___ Extract provided ___

It’s a continual source of amusement because nobody expects it. The roof on the new Ferrari Portofino—the all-new replacement for the outgoing California T—has cuts and breaks in it, sure, but it still looks a lot like a permanent hardtop. Then you push the button on the center console and—“Whoa! Look at that!”—the eyes of anyone standing nearby go full wide as the Portofino’s rear end folds open, the roof raises up, and the entire “fixed roof” lowers down into a space that, just a few moments earlier, looked far too small to swallow a couple golf bags, much less an entire hardtop. When the roof is packed away, though, the Portofino looks like it was made to be a drop-top full-time—especially given the two dramatic fairings that rise up behind each rear headrest on the rear deck. Amazingly, even with the hardtop folded away, there’s still a decent amount of trunk room underneath it.

___ Dataset extract ___

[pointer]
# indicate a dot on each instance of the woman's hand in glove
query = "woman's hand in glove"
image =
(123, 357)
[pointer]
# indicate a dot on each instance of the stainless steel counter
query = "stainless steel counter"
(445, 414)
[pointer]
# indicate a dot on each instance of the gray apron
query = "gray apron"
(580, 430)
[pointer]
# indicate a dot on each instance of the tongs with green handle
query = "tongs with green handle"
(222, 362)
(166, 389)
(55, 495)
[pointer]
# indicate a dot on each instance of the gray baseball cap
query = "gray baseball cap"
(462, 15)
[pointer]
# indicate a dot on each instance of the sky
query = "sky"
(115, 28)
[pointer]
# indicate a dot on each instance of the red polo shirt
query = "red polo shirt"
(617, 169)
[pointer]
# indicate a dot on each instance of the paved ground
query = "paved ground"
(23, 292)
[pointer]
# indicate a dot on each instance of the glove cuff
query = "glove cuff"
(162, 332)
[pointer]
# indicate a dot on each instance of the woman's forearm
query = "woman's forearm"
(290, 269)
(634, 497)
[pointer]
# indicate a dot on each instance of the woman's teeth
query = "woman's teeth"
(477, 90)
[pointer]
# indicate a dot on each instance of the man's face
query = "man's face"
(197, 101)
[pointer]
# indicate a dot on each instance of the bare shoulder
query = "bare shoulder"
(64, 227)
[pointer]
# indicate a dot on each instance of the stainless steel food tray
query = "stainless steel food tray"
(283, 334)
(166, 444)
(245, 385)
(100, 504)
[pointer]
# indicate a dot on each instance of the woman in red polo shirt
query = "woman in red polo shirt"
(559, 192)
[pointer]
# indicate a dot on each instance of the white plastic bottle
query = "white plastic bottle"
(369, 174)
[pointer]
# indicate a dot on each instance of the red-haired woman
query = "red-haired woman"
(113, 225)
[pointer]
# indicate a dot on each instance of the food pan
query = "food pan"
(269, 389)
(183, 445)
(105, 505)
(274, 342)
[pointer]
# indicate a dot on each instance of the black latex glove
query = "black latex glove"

___

Task list -
a. Answer these questions from the Ferrari Portofino text.
(i) Which outgoing model does the Portofino replace?
(ii) Where is the button that lowers the roof?
(iii) What rises up behind each rear headrest?
b. How many lines of the listing contain the word "bare"? Give only the number.
The Ferrari Portofino text and the listing are unrelated to each other.

Worked answers -
a.
(i) The California T.
(ii) On the center console.
(iii) Two dramatic fairings on the rear deck.

b. 2